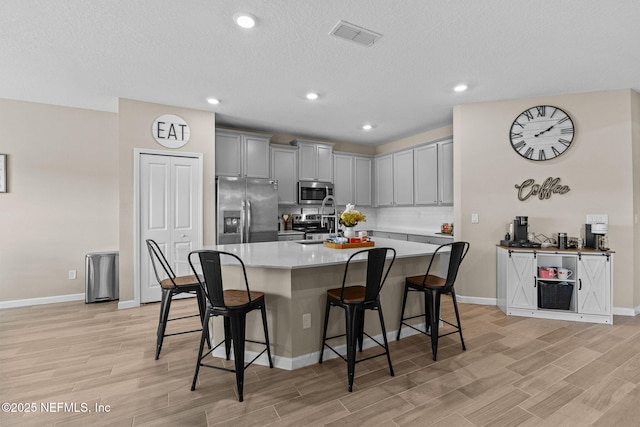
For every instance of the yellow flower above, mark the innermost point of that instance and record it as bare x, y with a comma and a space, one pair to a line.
351, 218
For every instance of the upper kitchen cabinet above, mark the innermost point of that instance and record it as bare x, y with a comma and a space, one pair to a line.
433, 173
445, 172
242, 154
315, 161
403, 178
284, 169
394, 179
383, 173
352, 179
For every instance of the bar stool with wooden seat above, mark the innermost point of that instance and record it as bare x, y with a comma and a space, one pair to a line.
233, 305
355, 300
172, 285
433, 288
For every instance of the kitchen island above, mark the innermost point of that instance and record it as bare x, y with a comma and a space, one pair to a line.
295, 278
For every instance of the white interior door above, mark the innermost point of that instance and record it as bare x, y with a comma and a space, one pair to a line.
170, 213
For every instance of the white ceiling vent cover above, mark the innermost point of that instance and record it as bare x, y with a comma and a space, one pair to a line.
351, 32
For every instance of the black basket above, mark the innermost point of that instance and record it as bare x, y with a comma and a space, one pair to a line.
554, 295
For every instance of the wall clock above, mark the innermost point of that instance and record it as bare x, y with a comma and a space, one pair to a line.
541, 133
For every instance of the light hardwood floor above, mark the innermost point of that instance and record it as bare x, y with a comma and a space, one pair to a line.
516, 371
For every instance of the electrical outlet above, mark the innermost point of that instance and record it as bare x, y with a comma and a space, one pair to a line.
306, 321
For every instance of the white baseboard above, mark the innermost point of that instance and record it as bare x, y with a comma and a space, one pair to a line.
477, 300
618, 311
42, 300
127, 304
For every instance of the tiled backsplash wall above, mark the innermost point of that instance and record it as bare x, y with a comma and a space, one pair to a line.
409, 218
413, 218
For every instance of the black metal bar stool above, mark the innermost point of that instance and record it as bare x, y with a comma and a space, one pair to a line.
172, 285
233, 305
433, 288
355, 300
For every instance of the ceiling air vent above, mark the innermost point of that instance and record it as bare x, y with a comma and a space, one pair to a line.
348, 31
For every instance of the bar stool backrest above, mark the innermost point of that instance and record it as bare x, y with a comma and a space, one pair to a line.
211, 264
458, 252
157, 257
376, 274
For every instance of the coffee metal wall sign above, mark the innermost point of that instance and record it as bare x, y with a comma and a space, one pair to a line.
171, 131
544, 191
────────
What is expected: Update the entries above by changing "innermost point" to "central point" wherever it appears, leaving everything else unchanged. Leave out the pictures.

Answer:
For every instance of the yellow flower above, mark the central point of that instance and record it as bare x, y with a comma and a space, one pair to a line.
351, 218
For every instance of the upper kitchen cabinet above, mark the central point of that instance and record it as bare x, y with a comma and a space, one pair to a line.
433, 173
445, 172
242, 154
315, 161
403, 178
284, 169
394, 179
383, 173
352, 179
For every instance of the bar stool with wooden seat above, mark the central point of that instance and record it as bare x, y with a comma and a space, one pair to a line.
233, 305
355, 300
172, 285
433, 288
For every instance of the kitchen island above, mark the central point of that instance and record it as bare x, y with a comma and a space, one pair to a line.
295, 278
For every instance of the white interior door above, mark the central point of that instance and record it as bare x, y with a comma and a space, one pair to a line.
170, 213
For every instance of the white ceiling vent cover above, mark the central point of that instance and record it as bare x, y with a comma and a space, one pair to a line.
351, 32
For every instance of the black basket above, mark the central point of that instance and record it as bare x, y with a comma and a space, one pair to a line.
554, 295
For every instance of the wall clock above, mark the central point of that instance and record it as bare x, y with a comma and a space, one pair to a line.
541, 133
For every instance of the light hardwood floor above, mark the central point of that instance and record it as bare x, y with a comma and a space, one pair to a line.
516, 371
For every instance of the electrical outlet above, mark the central point of that instance and record it as bare x, y with a comma and a space, one pair to a line.
306, 321
For every instance of the white baseboard above, mark the central point of that instance and record it as bare x, y with a comma and a space, one pair to a line.
477, 300
618, 311
42, 300
127, 304
For every instance of the tiled backsplash wall above, mark the central point of that instance and record it as bare x, y with a comma and a space, one pair to a line.
409, 218
413, 218
For every instance of the black metal bar stool above, mark the central point of that instance and record it as bare x, y with a comma and a space, one pair to a line.
172, 285
233, 305
433, 288
355, 300
For every instance of the ceiling air vent above, mark the central point of that instance and record it as bare x, y with a comma and a space, one pair to a line.
348, 31
For every instance of the bar stool backrest above, mark the central point of that instance and record it as bare x, y with a comma and a space, one pair to a line.
211, 264
458, 252
157, 257
376, 274
For every instance of the coffee metal wall sign above, mark the central point of that instance and record it as bare x, y with a comma and a space, one pair to a line.
171, 131
544, 191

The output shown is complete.